Saved entries:
BEGIN

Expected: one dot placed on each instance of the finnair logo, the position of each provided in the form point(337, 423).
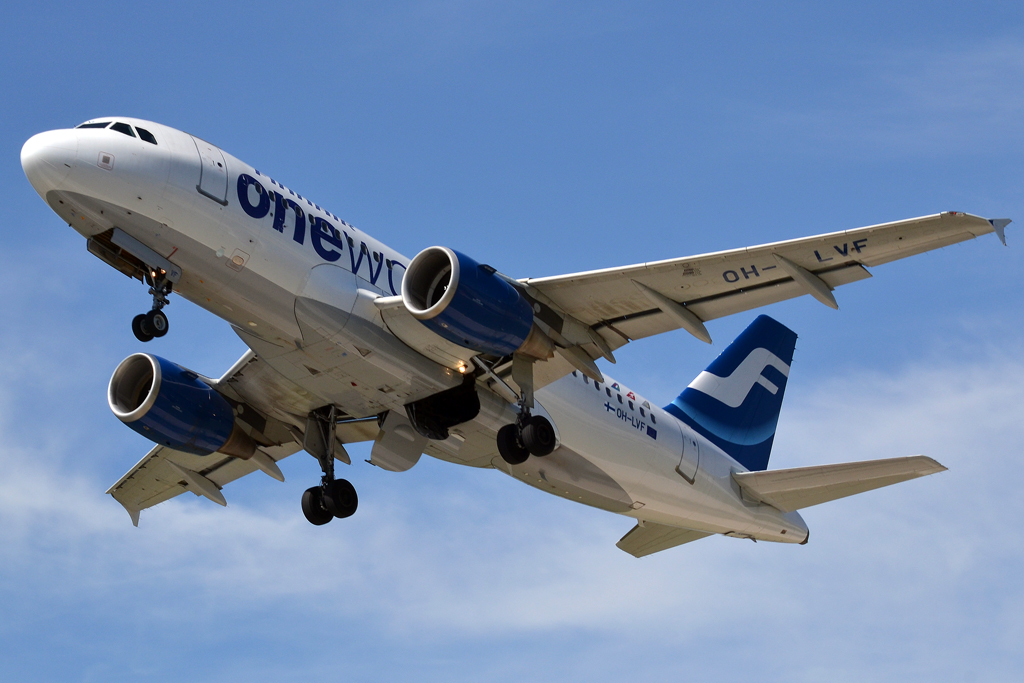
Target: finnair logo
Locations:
point(732, 390)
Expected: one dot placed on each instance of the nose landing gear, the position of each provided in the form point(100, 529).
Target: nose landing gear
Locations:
point(147, 326)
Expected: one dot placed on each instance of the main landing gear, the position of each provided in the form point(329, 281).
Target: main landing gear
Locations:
point(147, 326)
point(333, 498)
point(530, 434)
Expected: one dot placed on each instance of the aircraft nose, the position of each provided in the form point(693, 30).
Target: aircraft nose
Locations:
point(48, 158)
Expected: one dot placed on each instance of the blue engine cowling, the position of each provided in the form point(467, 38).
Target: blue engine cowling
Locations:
point(465, 302)
point(170, 406)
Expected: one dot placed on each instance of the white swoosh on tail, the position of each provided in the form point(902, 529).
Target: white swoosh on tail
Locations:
point(732, 390)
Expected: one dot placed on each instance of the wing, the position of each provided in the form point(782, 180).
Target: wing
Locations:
point(637, 301)
point(258, 394)
point(650, 538)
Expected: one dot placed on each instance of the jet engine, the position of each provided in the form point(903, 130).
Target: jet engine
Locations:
point(470, 305)
point(171, 406)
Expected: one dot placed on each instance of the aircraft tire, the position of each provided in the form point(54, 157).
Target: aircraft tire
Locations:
point(340, 499)
point(157, 322)
point(510, 445)
point(140, 328)
point(539, 436)
point(313, 508)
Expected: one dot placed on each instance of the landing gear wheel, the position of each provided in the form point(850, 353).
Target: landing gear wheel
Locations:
point(313, 507)
point(510, 445)
point(140, 328)
point(539, 436)
point(157, 322)
point(340, 499)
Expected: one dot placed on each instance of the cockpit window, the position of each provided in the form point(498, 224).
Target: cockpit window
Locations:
point(145, 135)
point(123, 128)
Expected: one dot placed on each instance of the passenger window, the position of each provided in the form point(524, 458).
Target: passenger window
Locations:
point(147, 136)
point(123, 128)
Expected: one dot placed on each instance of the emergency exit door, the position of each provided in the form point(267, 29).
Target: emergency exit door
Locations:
point(689, 459)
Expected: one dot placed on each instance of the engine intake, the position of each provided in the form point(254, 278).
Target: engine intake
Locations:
point(170, 406)
point(470, 305)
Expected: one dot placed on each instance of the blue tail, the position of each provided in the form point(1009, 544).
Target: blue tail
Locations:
point(735, 402)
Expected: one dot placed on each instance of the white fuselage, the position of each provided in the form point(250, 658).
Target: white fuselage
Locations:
point(181, 199)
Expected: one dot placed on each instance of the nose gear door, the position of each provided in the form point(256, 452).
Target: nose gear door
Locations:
point(687, 466)
point(213, 172)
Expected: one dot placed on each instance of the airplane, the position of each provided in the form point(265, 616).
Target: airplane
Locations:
point(350, 341)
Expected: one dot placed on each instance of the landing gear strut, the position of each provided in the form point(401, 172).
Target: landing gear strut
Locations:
point(333, 498)
point(530, 434)
point(154, 324)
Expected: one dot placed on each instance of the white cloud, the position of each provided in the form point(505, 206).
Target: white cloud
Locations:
point(443, 554)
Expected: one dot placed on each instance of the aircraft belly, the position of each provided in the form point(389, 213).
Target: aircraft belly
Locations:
point(569, 475)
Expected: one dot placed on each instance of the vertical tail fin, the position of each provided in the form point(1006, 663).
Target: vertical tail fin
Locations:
point(735, 402)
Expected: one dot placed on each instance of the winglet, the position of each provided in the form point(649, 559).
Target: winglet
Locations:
point(999, 224)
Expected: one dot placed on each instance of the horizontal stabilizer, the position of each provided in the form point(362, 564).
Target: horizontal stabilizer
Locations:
point(653, 538)
point(803, 486)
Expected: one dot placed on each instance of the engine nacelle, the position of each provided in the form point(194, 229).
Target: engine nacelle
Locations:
point(466, 303)
point(170, 406)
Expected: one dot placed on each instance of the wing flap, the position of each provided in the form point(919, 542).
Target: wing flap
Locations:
point(725, 283)
point(155, 478)
point(804, 486)
point(651, 538)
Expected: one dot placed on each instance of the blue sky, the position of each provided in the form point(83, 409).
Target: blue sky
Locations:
point(542, 138)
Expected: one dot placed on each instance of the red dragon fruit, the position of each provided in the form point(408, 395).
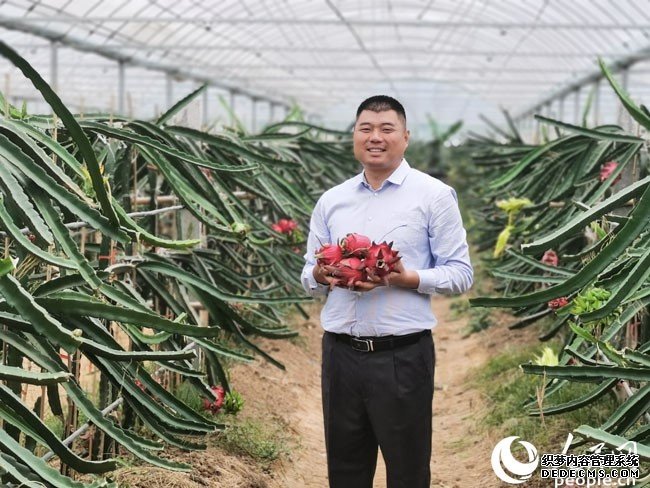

END

Requirement:
Send back the data above word for word, with the pictures left out.

Answer for this exercise:
Expected: one dot placed on each instance of the finnair logo, the position of each provided in the form point(337, 423).
Target: finnair logo
Locations:
point(732, 390)
Expected: one dot placed on each instance of the nose landing gear, the position of each provided in the form point(100, 529).
Target: nose landing gear
Locations:
point(147, 326)
Expected: one dot placed on each instance of the main landing gear, the position of each provided in the form point(329, 281).
Target: main landing gear
Locations:
point(147, 326)
point(333, 498)
point(530, 434)
Expected: one dot placed on each instance of the aircraft nose, the position of each provided in the form point(693, 30).
Target: aircraft nose
Locations:
point(48, 158)
Expected: one dot placed on each instance of the blue engine cowling, the position of each provided in the form point(467, 38).
Target: blue engine cowling
Locations:
point(465, 302)
point(170, 406)
Expected: one dot placed on each instance of the white swoosh on tail, the position of each provided in the form point(902, 529).
Target: white swoosh on tail
Locations:
point(732, 390)
Expected: one dot placed on each instance of the wing, the position of each provided in the form point(782, 180).
Target: wing
Locations:
point(637, 301)
point(258, 394)
point(650, 538)
Expected: one dot placed on each instance of the jet engine, the position of each provided in the form point(903, 130).
Target: jet engine
Locations:
point(470, 305)
point(171, 406)
Expected: one dot placed on each instance of the aircraft tire, the position of each provided in the form point(54, 157).
Target: aircraft tire
Locations:
point(340, 499)
point(157, 322)
point(510, 445)
point(140, 328)
point(539, 436)
point(313, 508)
Expected: one dot placed on each instance of the landing gear wheel, the position of each provided in the form point(850, 353).
Target: landing gear wheel
Locations:
point(313, 507)
point(510, 445)
point(140, 328)
point(539, 436)
point(157, 322)
point(340, 499)
Expected: one dot placed on each instance of the cockpit window, the position of each provided in the form point(498, 224).
Target: cockpit window
Locations:
point(145, 135)
point(123, 128)
Expected: one dot placed on each instance of the passenger window, the position of each provided in the form point(524, 458).
Target: passenger window
Locations:
point(147, 136)
point(123, 128)
Expected: one dot placed on each instance of the emergency exit door, the position of each provided in the form point(267, 29).
Target: emergency exit door
Locations:
point(689, 459)
Expected: one dot placed on each instance of the engine intake, the position of each provided in the form point(254, 278).
Target: engine intake
Locations:
point(170, 406)
point(470, 305)
Expected: one dot placed on each instance of the blue tail, the position of each provided in the form point(1009, 544).
Target: blue tail
Locations:
point(735, 402)
Expected: one dot placed on each instance of the white fuselage, the position of each provided in the form point(250, 658).
Target: white fuselage
Locations:
point(181, 199)
Expected: one dot placed on each instance of the nose gear door, the position of each provided in the form point(256, 452).
Target: nose gear door
Locations:
point(687, 466)
point(213, 172)
Expected: one dot placed on each instance of the airplane, the position of each provided in the form point(265, 616).
Target: airplane
Locations:
point(350, 341)
Expected: one dot placed on each instance of the landing gear strut, the position of each provided in the form point(401, 172).
Target: landing gear strut
Locations:
point(333, 498)
point(530, 434)
point(154, 324)
Expected: one dot placed on each instance of the white cloud, the position of each provided in the form point(505, 206).
Target: white cloud
Locations:
point(443, 554)
Expected: one dot placed on each instance of the aircraft belly, the position of each provided in the form point(389, 213).
Target: aircraft belly
Locations:
point(569, 475)
Expected: one dot placed on each instance of the vertical tail fin, the position of each provided in the form point(1006, 663).
Target: vertical tail fin
Locations:
point(735, 402)
Expected: one dot placed on each instance of the winglet, the position of each provided in the form point(649, 559).
Target: winglet
Locations:
point(999, 224)
Expected: one dot placed on each instance of the horizontal stabilizer, the position of each provided in the form point(362, 564).
Target: horizontal stabilizer
Locations:
point(653, 538)
point(803, 486)
Expected: one dot placed on each instance of the engine nacelle, the position of each provided in the form point(194, 229).
Target: engine nacelle
Locations:
point(466, 303)
point(170, 406)
Expected: one dot placed on each instance of the wing flap, the position of each provided in the form point(919, 542).
Target: wing flap
Locations:
point(725, 283)
point(155, 478)
point(804, 486)
point(651, 538)
Expected: one dot placed on each instance of the blue sky, the position of each provided in the form point(83, 409).
Target: blue sky
Locations:
point(542, 138)
Expected: one dot placed on each instance of the red dragon fruit, the position of each provided in the form point(408, 395).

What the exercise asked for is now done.